• **Task description**: In the text below on the histone H3.3 and cell reprogramming, list every named person, research institution, and journal.

"Manipulating the H3.3 pathway may provide a way to completely wipe a cell's ‘memory’ and produce a truly pluripotent cell,” geneticist Steven Henikoff, from the Fred Hutchinson Cancer Research Center, said in a press release. The results, published today (October 29) in Epigenetics & Chromatin, could have implications for regenerative medicine and other therapies, he added, which are beginning to use reprogrammed cells but still face difficulties, including low efficiency. “[It] suggests that chromatin is a sticking point preventing artificially induced reprogramming [from] being used routinely in the clinic."
For the experiment, Gurdon and colleagues implanted a nucleus from an adult mouse cell into an enucleated frog egg—similar to his first groundbreaking nuclear transfer experiment in 1962—and added fluorescently labeled histones, around which strands of DNA wrap, making certain genes available or unavailable for transcription.
"Using real-time microscopy it became apparent that from 10 hours onwards, H3.3 . . . became incorporated into the transplanted nucleus,” explained Gurdon in the press release. The team noted that H3.3’s placement in the DNA coincided with regions important for the regulation of key pluripotency genes, such as Oct4. The researchers also found that the nucleus wouldn’t reprogram without H3.3 present.
The finding suggests that this histone variant is necessary for global genome changes that control the cell fate, the authors wrote in the study.

• **Recorded data**:
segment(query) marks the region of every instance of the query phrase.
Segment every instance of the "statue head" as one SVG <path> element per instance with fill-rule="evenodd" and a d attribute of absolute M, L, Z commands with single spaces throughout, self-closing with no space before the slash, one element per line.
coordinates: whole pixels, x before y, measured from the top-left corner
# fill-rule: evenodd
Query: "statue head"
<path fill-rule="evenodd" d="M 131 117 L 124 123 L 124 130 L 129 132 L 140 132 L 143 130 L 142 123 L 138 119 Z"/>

• **Solution for this problem**:
- Steven Henikoff
- Fred Hutchinson Cancer Research Center
- Epigenetics & Chromatin
- Gurdon